EXERCISE AIM - Entries follow. Return each line that contains the word "image".

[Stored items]
•••

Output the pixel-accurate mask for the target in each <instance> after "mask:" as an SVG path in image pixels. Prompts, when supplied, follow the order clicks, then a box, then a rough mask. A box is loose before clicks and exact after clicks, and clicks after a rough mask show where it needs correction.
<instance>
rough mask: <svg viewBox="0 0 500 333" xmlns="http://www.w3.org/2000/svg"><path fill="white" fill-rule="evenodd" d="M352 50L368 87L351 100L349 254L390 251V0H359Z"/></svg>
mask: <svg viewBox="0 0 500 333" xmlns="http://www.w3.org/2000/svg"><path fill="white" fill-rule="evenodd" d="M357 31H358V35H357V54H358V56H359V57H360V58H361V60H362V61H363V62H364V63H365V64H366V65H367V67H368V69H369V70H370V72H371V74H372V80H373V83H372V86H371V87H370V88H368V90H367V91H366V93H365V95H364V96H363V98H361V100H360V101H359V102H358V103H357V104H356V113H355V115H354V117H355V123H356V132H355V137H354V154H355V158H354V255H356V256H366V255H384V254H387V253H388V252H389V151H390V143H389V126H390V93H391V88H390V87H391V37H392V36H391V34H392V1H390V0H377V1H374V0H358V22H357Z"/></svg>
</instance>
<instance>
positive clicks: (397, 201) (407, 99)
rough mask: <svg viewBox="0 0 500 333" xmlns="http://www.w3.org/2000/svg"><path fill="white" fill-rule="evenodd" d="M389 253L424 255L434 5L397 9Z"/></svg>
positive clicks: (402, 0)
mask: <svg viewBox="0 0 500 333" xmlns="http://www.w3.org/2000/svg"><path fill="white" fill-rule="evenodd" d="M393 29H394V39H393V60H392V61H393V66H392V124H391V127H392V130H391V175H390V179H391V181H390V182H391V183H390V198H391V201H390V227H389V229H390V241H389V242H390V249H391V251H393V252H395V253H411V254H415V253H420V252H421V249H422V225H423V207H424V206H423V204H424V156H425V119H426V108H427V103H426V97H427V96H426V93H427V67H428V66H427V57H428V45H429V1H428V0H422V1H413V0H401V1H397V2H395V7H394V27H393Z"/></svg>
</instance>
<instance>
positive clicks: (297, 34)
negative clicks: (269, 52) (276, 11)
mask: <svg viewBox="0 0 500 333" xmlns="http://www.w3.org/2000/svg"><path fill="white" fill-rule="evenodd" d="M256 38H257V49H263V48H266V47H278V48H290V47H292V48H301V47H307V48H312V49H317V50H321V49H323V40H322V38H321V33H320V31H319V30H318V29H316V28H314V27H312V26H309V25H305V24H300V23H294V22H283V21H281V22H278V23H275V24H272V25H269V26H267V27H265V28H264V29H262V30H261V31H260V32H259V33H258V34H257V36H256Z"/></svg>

•••

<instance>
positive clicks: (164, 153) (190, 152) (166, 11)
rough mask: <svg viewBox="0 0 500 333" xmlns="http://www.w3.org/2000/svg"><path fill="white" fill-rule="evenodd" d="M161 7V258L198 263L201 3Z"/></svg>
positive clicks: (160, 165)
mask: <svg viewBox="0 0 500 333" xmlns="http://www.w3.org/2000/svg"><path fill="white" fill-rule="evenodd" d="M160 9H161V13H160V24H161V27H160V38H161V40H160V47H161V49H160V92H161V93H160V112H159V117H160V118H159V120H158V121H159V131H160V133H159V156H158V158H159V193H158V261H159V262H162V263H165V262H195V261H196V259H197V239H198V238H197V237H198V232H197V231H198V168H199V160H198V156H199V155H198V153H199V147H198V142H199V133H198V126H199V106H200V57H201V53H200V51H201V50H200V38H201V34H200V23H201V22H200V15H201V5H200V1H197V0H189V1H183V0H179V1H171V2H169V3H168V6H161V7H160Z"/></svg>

•••

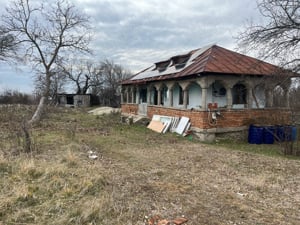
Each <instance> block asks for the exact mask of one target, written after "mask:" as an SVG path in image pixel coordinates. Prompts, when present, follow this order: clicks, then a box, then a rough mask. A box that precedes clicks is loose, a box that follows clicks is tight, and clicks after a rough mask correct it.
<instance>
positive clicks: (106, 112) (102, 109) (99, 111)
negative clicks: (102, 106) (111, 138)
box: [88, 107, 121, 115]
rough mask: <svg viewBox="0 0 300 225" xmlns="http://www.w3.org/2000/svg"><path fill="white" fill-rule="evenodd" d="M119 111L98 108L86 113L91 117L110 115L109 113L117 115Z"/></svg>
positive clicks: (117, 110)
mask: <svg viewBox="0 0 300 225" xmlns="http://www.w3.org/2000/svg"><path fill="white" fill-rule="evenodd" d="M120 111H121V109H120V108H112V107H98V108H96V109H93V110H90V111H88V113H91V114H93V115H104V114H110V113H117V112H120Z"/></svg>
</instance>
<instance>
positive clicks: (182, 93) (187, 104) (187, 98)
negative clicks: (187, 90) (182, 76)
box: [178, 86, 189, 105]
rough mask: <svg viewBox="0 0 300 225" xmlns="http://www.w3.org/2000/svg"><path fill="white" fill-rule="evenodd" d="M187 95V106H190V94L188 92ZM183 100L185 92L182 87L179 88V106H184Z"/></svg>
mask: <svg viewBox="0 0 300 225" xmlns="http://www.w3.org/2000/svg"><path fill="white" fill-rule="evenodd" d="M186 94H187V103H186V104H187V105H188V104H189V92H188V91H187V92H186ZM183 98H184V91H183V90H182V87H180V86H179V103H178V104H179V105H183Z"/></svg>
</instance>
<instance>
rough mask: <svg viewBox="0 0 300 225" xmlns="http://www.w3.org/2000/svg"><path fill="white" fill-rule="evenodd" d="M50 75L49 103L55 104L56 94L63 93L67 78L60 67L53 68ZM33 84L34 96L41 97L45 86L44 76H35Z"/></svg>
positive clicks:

•••

SOLUTION TO THE EXERCISE -
Output the pixel-accurate mask for the target in each <instance> after "mask:" as an SVG path in image pixels. Prompts, when supplied, follow the order clicks, then a box, then a rough mask. A box is loose before clicks and exact after clicks, and clicks after a rough mask show where it needs correction.
Each <instance> block asks for the exact mask of one target, written after "mask:" as an SVG path in image pixel coordinates. Prompts, when present, follow this order: clicks, then a box, then a rough mask. A box that precedes clicks is loose, a box that follows clicks is tight, and clicks after a rough mask correct it.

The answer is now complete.